Provided records:
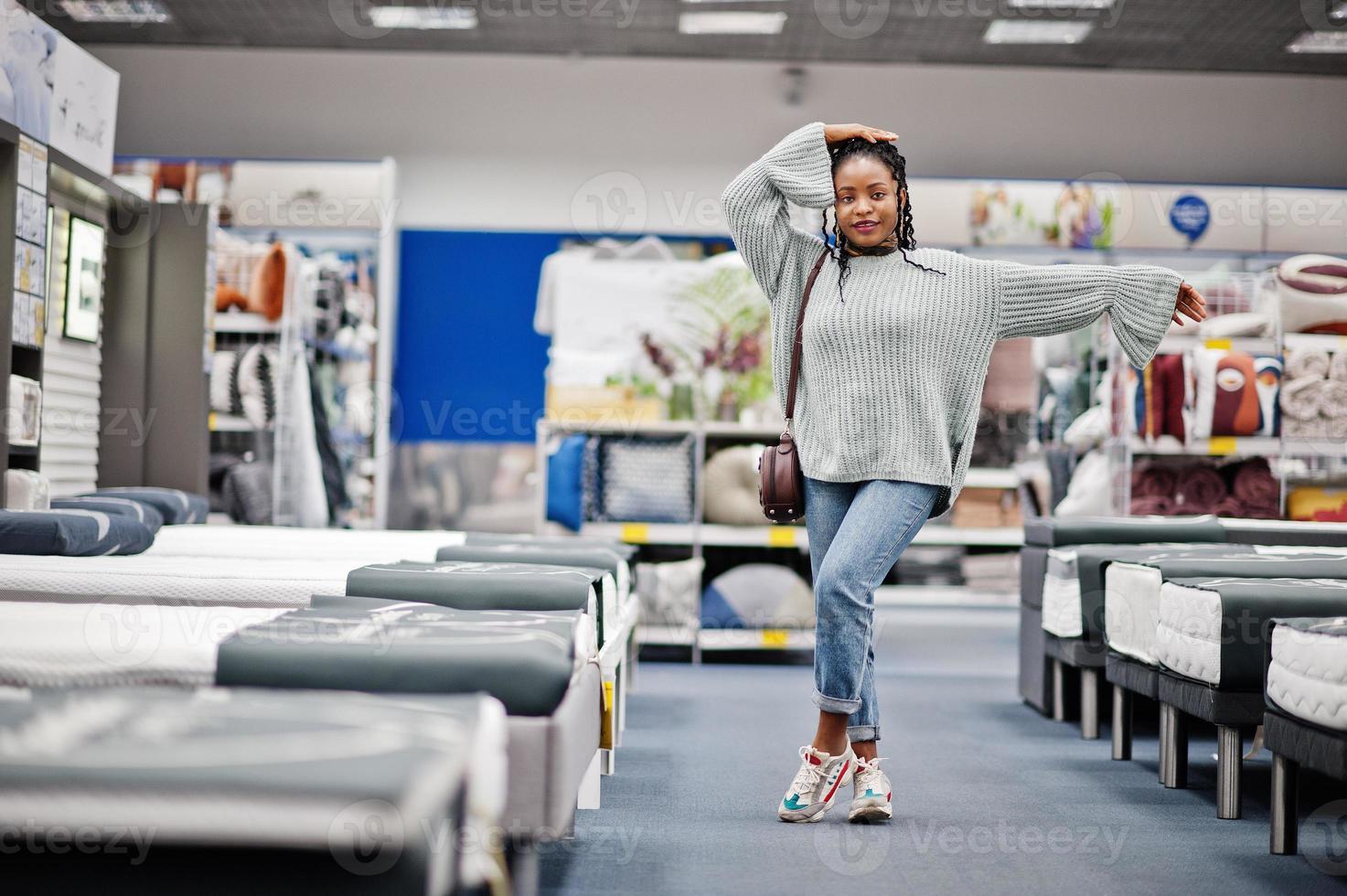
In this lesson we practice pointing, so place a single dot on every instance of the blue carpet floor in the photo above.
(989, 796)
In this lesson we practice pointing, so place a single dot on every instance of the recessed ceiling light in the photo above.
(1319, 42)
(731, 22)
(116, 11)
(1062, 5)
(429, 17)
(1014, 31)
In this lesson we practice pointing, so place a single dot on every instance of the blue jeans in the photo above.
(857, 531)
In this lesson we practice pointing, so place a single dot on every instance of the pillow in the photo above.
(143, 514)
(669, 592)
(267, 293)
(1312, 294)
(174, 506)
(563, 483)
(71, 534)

What you are asked to do:
Nothing in the records should be changed in the copy, but the pictures must be left out.

Written answer:
In this lesson we practice pointing, so place a single dot on every instance of the blue carpet floor in the photo above.
(989, 796)
In this lesson we practice pointing, so place a single dot on every instance of the recessed ceiling light in the photo above.
(1319, 42)
(731, 22)
(116, 11)
(1062, 5)
(429, 17)
(1014, 31)
In this lesson we practice pointing, so place a single dot on every instance of the blue jeans in the photo above.
(857, 531)
In this lesson we practice pointing, so place a single dot on every instance of the pillow in the photo above.
(143, 514)
(669, 592)
(267, 293)
(1312, 294)
(174, 506)
(563, 483)
(71, 534)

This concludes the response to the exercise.